>>>

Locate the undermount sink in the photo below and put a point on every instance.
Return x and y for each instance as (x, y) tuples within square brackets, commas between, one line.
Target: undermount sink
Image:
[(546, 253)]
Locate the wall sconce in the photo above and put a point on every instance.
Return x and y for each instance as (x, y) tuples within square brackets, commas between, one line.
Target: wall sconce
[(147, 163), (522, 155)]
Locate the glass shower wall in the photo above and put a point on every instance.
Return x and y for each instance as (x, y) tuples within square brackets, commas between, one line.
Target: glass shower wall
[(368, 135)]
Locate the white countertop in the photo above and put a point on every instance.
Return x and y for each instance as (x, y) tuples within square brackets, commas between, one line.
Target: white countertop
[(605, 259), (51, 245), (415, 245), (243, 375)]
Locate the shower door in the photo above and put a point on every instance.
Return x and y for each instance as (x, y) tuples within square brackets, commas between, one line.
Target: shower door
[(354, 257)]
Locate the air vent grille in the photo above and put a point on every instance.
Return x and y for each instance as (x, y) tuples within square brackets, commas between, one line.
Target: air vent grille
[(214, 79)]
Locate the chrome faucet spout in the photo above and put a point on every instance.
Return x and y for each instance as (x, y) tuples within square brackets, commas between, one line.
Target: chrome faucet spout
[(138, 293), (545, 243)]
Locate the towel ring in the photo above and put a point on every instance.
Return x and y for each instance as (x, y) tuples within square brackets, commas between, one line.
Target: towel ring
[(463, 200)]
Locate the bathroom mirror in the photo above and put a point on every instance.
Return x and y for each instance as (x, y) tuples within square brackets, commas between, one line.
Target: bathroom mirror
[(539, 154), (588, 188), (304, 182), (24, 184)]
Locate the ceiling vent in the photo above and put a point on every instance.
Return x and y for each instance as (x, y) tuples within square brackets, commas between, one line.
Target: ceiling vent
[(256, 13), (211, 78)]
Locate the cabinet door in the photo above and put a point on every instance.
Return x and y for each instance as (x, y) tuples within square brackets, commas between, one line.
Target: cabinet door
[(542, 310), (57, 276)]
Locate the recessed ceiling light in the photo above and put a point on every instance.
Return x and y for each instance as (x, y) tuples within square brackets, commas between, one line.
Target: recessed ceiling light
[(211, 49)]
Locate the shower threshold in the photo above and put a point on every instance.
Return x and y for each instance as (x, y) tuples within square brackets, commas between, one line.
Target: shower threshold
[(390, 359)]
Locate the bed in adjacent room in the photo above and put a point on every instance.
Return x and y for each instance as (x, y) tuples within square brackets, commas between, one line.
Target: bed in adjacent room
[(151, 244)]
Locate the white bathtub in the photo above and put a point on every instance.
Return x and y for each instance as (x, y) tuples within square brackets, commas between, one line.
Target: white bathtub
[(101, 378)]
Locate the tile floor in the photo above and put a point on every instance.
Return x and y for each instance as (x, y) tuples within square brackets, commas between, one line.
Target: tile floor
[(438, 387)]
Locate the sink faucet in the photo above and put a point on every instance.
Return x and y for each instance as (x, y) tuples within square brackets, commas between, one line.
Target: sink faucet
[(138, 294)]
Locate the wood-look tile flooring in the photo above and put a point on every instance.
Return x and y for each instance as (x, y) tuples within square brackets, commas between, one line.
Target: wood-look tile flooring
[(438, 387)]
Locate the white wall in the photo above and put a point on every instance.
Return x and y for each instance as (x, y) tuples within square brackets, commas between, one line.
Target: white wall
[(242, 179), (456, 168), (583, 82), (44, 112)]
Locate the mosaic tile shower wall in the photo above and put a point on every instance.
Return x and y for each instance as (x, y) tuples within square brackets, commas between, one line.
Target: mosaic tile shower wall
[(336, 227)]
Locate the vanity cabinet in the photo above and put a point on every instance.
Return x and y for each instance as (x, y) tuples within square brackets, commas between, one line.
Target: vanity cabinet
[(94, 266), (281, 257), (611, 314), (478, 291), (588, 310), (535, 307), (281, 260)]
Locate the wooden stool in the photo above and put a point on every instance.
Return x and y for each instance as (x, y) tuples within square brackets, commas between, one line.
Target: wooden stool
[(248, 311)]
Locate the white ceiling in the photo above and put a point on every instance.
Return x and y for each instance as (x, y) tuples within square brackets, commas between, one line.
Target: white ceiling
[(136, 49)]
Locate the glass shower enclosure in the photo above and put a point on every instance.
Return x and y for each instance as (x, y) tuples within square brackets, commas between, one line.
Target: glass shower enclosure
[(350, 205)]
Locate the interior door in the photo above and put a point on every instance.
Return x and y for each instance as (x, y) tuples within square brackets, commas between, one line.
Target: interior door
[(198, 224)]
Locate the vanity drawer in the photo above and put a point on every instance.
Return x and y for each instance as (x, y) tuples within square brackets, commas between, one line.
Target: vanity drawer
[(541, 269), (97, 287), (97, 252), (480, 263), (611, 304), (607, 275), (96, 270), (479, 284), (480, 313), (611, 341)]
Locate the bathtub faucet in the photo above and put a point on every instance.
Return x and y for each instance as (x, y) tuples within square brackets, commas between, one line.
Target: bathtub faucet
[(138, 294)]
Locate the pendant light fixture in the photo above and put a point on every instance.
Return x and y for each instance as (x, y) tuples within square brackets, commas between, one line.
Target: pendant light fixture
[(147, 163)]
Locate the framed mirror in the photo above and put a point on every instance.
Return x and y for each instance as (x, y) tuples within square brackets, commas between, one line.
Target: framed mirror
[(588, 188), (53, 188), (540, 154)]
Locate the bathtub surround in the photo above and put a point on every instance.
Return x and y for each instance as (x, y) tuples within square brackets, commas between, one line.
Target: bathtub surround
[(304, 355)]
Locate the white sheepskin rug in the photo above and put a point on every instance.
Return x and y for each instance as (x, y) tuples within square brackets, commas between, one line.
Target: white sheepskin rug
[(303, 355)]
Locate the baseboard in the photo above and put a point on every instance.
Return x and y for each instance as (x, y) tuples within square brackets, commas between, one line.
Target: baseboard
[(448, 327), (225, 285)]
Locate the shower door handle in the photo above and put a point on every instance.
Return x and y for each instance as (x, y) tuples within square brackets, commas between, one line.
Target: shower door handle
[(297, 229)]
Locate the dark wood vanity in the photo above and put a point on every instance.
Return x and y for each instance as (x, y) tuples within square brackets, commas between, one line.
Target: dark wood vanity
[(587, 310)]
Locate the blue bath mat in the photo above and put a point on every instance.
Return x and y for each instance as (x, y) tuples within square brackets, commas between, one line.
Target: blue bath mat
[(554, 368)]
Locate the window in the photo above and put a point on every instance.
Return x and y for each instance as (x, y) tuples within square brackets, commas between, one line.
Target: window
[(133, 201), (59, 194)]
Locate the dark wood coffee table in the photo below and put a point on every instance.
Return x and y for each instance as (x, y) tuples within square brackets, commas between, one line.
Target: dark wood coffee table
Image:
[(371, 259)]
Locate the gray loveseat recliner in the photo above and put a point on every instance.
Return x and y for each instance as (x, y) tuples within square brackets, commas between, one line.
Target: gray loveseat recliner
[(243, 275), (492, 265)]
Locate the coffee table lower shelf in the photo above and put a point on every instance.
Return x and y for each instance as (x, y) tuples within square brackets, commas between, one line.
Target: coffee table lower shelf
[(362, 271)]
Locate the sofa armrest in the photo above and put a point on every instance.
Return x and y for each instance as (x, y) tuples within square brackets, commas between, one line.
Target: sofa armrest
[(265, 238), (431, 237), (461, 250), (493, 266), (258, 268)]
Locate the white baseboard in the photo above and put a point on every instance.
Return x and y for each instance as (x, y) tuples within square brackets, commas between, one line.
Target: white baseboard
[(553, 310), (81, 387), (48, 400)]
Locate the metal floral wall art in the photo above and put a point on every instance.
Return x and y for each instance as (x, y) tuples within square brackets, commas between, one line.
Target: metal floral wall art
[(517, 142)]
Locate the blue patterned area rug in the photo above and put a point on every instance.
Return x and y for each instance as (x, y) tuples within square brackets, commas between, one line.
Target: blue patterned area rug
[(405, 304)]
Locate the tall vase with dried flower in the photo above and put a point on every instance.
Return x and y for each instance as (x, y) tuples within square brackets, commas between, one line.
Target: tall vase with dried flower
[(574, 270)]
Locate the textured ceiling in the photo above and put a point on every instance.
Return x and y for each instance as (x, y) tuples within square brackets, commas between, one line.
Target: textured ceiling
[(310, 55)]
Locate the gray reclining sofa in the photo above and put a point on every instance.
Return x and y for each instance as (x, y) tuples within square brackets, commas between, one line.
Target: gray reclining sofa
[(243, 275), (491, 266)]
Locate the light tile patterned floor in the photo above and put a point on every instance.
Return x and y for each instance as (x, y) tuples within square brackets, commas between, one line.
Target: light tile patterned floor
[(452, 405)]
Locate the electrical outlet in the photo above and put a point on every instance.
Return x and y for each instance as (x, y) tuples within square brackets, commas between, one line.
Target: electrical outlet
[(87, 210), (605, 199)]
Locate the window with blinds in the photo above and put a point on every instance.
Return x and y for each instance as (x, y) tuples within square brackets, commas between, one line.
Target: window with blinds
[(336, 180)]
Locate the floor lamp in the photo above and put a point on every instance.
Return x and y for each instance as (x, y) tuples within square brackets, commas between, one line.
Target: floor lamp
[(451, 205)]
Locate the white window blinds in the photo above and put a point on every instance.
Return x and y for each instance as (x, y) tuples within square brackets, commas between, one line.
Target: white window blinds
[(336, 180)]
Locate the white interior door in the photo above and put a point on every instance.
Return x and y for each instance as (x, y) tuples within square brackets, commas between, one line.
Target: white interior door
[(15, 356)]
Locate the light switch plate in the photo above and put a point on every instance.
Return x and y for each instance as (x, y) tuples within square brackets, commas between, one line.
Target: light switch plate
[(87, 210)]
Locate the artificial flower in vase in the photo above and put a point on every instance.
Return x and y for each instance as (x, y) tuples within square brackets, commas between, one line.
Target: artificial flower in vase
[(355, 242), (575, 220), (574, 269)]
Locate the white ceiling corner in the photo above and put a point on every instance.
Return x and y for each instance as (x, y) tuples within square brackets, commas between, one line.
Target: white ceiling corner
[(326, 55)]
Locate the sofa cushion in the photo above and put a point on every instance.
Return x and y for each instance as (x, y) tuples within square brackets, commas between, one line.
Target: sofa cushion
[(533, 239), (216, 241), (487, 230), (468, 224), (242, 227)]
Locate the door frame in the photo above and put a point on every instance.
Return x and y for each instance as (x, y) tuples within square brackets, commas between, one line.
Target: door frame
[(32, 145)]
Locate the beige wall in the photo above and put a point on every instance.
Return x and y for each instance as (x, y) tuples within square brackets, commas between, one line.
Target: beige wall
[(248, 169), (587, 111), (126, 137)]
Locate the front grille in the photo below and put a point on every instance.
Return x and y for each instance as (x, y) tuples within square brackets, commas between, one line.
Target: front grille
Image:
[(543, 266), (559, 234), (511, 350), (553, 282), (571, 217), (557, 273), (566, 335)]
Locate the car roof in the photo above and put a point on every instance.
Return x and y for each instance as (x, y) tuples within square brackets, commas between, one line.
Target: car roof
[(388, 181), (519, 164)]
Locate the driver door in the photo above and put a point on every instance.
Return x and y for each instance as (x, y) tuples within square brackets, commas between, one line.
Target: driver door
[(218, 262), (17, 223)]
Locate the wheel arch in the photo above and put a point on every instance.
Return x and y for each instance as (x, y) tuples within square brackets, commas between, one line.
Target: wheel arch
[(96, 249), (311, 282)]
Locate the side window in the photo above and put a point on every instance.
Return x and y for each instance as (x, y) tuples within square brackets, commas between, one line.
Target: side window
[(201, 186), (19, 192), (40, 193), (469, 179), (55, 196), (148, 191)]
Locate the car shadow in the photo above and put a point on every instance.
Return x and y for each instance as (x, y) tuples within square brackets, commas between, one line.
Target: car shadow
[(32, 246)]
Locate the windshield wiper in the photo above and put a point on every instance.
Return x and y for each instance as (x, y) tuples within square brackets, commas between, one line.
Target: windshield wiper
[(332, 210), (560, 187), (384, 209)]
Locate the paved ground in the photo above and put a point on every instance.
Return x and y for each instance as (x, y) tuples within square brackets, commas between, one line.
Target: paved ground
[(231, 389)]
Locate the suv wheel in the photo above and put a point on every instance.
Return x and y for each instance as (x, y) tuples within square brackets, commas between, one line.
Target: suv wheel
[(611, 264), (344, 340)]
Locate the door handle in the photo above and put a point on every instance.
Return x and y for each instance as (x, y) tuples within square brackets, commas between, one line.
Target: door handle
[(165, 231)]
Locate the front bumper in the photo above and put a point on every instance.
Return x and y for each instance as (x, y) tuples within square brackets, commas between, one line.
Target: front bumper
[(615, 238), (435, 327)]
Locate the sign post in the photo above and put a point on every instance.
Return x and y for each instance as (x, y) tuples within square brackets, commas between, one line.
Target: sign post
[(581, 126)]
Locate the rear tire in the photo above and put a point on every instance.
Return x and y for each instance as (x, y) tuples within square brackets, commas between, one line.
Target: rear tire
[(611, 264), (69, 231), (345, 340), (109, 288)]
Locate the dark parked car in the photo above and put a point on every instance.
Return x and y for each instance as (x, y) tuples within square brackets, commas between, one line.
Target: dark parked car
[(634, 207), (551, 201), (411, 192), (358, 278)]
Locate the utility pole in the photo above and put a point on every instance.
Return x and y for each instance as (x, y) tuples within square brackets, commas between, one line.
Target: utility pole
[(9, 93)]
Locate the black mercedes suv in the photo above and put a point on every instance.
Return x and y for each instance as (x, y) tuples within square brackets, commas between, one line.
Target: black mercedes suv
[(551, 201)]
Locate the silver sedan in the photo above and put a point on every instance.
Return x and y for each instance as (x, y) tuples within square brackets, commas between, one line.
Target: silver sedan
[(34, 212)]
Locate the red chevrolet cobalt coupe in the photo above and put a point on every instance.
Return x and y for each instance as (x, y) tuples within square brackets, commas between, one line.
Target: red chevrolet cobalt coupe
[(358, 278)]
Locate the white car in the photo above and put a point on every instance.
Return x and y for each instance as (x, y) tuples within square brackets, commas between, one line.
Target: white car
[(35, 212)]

<<<

Problem description:
Put everything in the data above, from the line containing "Locate the framed" down to the line containing "[(448, 327), (225, 285)]", both included, into a numbered list with one line per item and any blank lines dropped. Include no other lines.

Final result:
1. Locate the framed mirror in the photo above and put a point on every instance.
2. Return x and y for each instance as (x, y) tuples within square brackets, commas between, one line.
3. Target: framed mirror
4. [(588, 188), (53, 188), (540, 154)]
5. Locate the bathtub surround in the photo above and put a point on every instance.
6. Return x and y for each instance as (x, y) tuples within square brackets, commas between, one line.
7. Target: bathtub surround
8. [(304, 355)]
9. Locate the white sheepskin rug in the photo above and put a point on every instance.
10. Return x and y for each instance as (x, y) tuples within square brackets, commas between, one line.
11. Target: white sheepskin rug
12. [(303, 355)]
13. Locate the baseboard in the photo above and put a point on every instance.
14. Return x and y for each instance as (x, y) tuples within square brackets, commas between, one line.
15. Target: baseboard
16. [(448, 327), (225, 285)]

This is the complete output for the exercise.